---------- EXERCISE MATERIALS
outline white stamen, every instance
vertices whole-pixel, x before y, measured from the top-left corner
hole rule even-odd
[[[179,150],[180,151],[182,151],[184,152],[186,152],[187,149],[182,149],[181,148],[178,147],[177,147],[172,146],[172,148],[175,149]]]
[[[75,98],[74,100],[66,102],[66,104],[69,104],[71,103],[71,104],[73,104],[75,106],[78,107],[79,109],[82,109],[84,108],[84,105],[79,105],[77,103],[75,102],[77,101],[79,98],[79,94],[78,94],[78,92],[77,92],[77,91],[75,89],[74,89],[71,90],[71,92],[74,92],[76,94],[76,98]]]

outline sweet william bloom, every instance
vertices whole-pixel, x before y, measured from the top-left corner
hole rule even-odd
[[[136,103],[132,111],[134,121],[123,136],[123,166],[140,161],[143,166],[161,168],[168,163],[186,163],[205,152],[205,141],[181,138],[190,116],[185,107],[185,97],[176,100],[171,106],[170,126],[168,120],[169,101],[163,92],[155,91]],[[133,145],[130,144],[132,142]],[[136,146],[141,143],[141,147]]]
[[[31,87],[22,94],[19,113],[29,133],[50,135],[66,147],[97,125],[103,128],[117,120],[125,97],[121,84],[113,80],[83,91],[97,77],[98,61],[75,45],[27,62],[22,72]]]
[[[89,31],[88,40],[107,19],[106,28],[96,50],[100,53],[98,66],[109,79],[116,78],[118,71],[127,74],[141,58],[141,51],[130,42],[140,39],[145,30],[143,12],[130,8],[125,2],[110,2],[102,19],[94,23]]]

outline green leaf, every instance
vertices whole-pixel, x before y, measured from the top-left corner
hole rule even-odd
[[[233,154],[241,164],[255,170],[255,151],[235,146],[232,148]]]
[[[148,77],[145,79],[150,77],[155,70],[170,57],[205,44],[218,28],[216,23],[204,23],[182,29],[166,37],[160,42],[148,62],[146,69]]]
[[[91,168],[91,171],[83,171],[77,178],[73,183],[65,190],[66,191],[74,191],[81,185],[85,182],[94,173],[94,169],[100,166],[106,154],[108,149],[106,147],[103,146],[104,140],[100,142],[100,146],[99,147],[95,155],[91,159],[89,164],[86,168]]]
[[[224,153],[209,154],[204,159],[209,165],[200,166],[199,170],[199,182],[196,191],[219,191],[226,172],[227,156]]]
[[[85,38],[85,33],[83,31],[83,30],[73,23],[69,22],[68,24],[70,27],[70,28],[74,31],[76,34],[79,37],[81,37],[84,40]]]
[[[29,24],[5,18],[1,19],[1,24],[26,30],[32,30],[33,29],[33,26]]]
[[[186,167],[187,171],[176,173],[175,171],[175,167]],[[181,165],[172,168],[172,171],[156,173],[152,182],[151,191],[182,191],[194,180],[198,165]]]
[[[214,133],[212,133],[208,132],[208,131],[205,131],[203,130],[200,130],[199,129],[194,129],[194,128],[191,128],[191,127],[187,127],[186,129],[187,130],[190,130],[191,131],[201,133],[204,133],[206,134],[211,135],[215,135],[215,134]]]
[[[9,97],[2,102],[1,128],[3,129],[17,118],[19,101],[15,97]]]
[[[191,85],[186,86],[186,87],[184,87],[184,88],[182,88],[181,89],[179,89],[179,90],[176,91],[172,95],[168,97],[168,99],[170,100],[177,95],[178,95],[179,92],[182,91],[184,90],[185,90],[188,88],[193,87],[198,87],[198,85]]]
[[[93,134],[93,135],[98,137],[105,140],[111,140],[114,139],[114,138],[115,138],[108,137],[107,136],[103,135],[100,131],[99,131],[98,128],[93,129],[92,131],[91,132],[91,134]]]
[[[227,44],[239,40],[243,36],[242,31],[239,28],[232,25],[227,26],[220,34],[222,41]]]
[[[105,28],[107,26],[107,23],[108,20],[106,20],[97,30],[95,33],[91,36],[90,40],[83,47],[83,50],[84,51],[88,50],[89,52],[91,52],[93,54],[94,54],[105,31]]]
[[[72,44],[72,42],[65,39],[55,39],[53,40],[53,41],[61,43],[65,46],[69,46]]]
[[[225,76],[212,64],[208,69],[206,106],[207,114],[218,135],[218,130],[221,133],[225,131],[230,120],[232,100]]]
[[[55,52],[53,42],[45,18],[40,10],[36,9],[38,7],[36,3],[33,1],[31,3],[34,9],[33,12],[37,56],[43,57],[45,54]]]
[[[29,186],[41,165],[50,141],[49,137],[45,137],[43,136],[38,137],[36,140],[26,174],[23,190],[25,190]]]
--------------------
» DESCRIPTION OF THE TASK: Copy all the records above, changing "every instance" to "all instances" wherever it occurs and leaving everything else unchanged.

» EXERCISE RESULT:
outline white stamen, all instances
vertices whole-pixel, x before y, measured from the top-left corner
hole rule even-odd
[[[179,150],[180,151],[182,151],[184,152],[186,152],[187,149],[182,149],[181,148],[178,147],[177,147],[172,146],[172,148],[175,149]]]
[[[75,98],[74,100],[66,102],[66,104],[69,104],[71,103],[71,104],[73,104],[75,106],[78,107],[79,109],[82,109],[84,108],[84,105],[79,105],[77,103],[75,102],[77,101],[79,98],[79,94],[78,94],[78,92],[77,92],[77,91],[75,89],[74,89],[71,90],[71,92],[74,92],[76,94],[76,98]]]

outline sweet william bloom, all instances
vertices whole-pixel, x before y, measured from the top-left corner
hole rule even-odd
[[[136,103],[132,111],[134,121],[123,136],[123,166],[140,161],[143,166],[161,168],[168,163],[186,163],[205,152],[205,141],[181,138],[190,116],[185,107],[185,97],[176,100],[171,106],[170,126],[168,120],[169,101],[163,92],[155,91]],[[133,145],[130,144],[132,142]],[[136,146],[141,143],[141,147]]]
[[[31,87],[22,94],[19,113],[29,133],[50,135],[66,147],[97,125],[103,128],[117,120],[125,97],[121,84],[113,80],[83,91],[97,77],[98,61],[75,45],[27,62],[22,72]]]
[[[89,31],[88,40],[107,19],[106,28],[96,50],[100,53],[98,66],[109,79],[116,78],[118,71],[127,74],[141,58],[141,51],[130,42],[140,39],[145,30],[143,12],[130,8],[125,2],[110,2],[102,19],[94,23]]]

outline green leaf, all instances
vertices whole-pixel, x before y, measured from the top-left corner
hole rule even-odd
[[[233,154],[241,164],[255,170],[255,151],[235,146],[232,148]]]
[[[148,77],[145,79],[150,77],[155,70],[170,57],[205,44],[218,28],[216,23],[204,23],[182,29],[166,37],[160,42],[148,62],[146,69]]]
[[[91,168],[91,171],[83,171],[77,178],[73,183],[65,190],[66,191],[74,191],[81,185],[85,182],[94,173],[94,169],[100,166],[106,154],[108,149],[106,147],[103,146],[104,140],[100,142],[100,146],[99,147],[95,155],[91,159],[89,164],[86,168]]]
[[[224,153],[209,154],[204,159],[209,165],[200,166],[199,170],[199,182],[196,191],[219,191],[226,172],[227,156]]]
[[[85,38],[85,33],[83,31],[83,30],[73,23],[69,22],[68,24],[70,27],[70,28],[74,31],[76,34],[79,37],[81,37],[84,40]]]
[[[29,24],[5,18],[1,19],[1,24],[26,30],[32,30],[33,29],[33,26]]]
[[[186,167],[187,171],[176,173],[175,171],[175,167]],[[181,165],[172,168],[172,171],[156,173],[152,182],[151,191],[182,191],[194,180],[198,165]]]
[[[214,133],[212,133],[208,132],[208,131],[205,131],[203,130],[200,130],[199,129],[194,129],[194,128],[191,128],[191,127],[187,127],[186,129],[187,130],[190,130],[191,131],[201,133],[204,133],[206,134],[211,135],[215,135],[215,134]]]
[[[9,97],[2,102],[1,128],[3,129],[17,118],[19,101],[15,97]]]
[[[191,85],[186,86],[186,87],[184,87],[184,88],[182,88],[181,89],[179,89],[179,90],[176,91],[172,95],[168,97],[168,99],[170,100],[177,95],[178,95],[179,92],[182,91],[184,90],[185,90],[188,88],[193,87],[198,87],[198,85]]]
[[[93,134],[93,135],[98,137],[105,140],[111,140],[114,139],[114,138],[115,138],[108,137],[107,136],[103,135],[100,131],[99,131],[98,128],[93,129],[92,131],[91,132],[91,134]]]
[[[227,44],[239,40],[243,36],[242,31],[239,28],[232,25],[227,26],[220,34],[222,41]]]
[[[105,28],[107,26],[107,23],[108,20],[106,20],[97,30],[95,33],[91,36],[90,40],[83,47],[83,50],[84,51],[88,50],[89,52],[91,52],[93,54],[94,54],[105,31]]]
[[[72,44],[72,42],[65,39],[55,39],[53,40],[53,41],[61,43],[65,46],[69,46]]]
[[[225,76],[212,64],[208,69],[206,106],[207,114],[218,135],[218,130],[221,133],[225,131],[230,120],[232,100]]]
[[[55,52],[53,42],[45,18],[40,10],[36,9],[38,7],[36,3],[33,1],[31,3],[34,9],[33,12],[37,56],[43,57],[45,54]]]
[[[29,186],[41,165],[50,141],[49,137],[45,137],[43,136],[38,137],[36,140],[26,174],[23,190],[25,190]]]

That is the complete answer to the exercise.